* Set task
Recast the entries as a Markdown table with the columns Row and Line. Start with the line that contains "Where can you find the side window" and go on through the last line of the entries, leaving out blank lines.

========================================================================

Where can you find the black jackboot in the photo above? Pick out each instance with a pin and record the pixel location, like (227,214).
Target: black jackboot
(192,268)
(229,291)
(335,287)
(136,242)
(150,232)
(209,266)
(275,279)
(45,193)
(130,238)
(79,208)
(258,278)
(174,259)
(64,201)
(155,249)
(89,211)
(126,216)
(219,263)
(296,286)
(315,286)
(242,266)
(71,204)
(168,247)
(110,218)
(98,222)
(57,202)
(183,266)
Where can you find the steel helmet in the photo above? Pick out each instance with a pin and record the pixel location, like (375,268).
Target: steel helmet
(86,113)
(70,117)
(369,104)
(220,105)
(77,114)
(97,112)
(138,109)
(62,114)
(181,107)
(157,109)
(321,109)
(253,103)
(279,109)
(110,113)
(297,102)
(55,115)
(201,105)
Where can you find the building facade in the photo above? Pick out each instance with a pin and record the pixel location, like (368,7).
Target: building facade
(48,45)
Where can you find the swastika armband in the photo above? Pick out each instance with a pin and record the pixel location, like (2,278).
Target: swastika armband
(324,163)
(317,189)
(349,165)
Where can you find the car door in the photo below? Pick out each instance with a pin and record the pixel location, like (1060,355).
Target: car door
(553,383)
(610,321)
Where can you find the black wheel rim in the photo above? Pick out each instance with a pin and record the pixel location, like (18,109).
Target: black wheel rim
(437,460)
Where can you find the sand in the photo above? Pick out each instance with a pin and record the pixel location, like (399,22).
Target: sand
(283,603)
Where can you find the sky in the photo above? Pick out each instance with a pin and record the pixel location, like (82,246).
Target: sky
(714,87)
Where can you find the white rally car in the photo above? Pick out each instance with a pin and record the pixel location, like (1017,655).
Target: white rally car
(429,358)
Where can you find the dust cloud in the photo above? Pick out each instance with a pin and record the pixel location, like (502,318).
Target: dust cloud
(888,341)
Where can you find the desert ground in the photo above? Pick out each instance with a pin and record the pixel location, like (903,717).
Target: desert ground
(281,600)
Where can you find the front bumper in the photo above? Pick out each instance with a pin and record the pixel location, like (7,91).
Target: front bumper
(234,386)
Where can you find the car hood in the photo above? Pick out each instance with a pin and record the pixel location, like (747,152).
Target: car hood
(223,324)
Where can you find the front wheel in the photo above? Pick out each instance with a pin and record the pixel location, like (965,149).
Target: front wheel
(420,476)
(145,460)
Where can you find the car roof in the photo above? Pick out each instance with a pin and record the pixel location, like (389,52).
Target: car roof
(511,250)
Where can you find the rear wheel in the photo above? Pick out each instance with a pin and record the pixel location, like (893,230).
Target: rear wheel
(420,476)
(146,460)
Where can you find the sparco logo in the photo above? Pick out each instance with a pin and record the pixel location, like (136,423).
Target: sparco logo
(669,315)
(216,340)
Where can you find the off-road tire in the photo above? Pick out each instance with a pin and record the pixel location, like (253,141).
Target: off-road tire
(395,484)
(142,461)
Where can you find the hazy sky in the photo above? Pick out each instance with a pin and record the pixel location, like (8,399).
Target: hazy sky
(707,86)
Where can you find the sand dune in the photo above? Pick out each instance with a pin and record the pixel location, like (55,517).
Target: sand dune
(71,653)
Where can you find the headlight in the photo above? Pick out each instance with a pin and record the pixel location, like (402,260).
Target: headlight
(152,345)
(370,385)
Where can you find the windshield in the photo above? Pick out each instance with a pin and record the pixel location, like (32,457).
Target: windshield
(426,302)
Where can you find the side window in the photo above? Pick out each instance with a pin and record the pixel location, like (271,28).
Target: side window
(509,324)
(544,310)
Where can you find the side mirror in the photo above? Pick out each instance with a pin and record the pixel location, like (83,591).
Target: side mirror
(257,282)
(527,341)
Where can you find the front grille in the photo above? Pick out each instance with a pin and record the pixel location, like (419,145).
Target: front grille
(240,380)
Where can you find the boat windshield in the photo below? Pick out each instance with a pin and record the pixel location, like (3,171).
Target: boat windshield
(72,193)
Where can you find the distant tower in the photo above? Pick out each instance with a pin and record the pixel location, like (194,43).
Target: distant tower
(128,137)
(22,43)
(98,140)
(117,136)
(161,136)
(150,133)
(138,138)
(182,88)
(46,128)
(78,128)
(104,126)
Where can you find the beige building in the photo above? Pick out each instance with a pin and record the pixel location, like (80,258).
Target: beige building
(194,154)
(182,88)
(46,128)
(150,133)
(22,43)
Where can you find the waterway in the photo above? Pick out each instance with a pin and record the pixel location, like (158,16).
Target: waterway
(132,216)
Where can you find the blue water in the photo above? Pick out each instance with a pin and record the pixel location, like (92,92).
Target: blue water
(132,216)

========================================================================

* Task response
| Row | Line |
|---|---|
| 1 | Where can you find the side window in the photo above? Pick out each instance with a pin and record the pixel location, like (271,28). |
| 2 | Target: side window |
| 3 | (509,324) |
| 4 | (544,310) |
| 5 | Where can you find the side mirror in the photo above? Pick out each instance with a pin and record the pixel location, like (83,591). |
| 6 | Target: side mirror |
| 7 | (257,282) |
| 8 | (527,341) |
| 9 | Where can you find the front grille in the photo above? Pick out each instance with a pin and record the pixel location, like (419,145). |
| 10 | Target: front grille |
| 11 | (240,380) |
| 12 | Where can you find the boat windshield in the photo below? Pick out each instance with a pin and record the pixel location, like (3,171). |
| 13 | Target: boat windshield |
| 14 | (72,193) |
| 15 | Where can you find the distant tower in the photo above? Pick out each instance with a pin and record the pixel location, like (194,43). |
| 16 | Target: distant tower |
| 17 | (128,137) |
| 18 | (22,43) |
| 19 | (98,140) |
| 20 | (117,136) |
| 21 | (161,136) |
| 22 | (150,133) |
| 23 | (138,138) |
| 24 | (182,88) |
| 25 | (46,128) |
| 26 | (78,128) |
| 27 | (104,126) |
| 28 | Where can you find the beige building in the photo above? Pick out each instance with a pin and record the pixel location, like (80,258). |
| 29 | Target: beige building |
| 30 | (194,154) |
| 31 | (182,88) |
| 32 | (46,128) |
| 33 | (150,133) |
| 34 | (22,43) |
| 35 | Where can you find the waterway in the photo above? Pick out each instance with a pin and record the pixel location, like (158,16). |
| 36 | Target: waterway |
| 37 | (132,216) |
| 38 | Where can you find the blue water in the photo above? Pick out each instance with a pin and record the pixel location, like (92,92). |
| 39 | Target: blue water |
| 40 | (132,216) |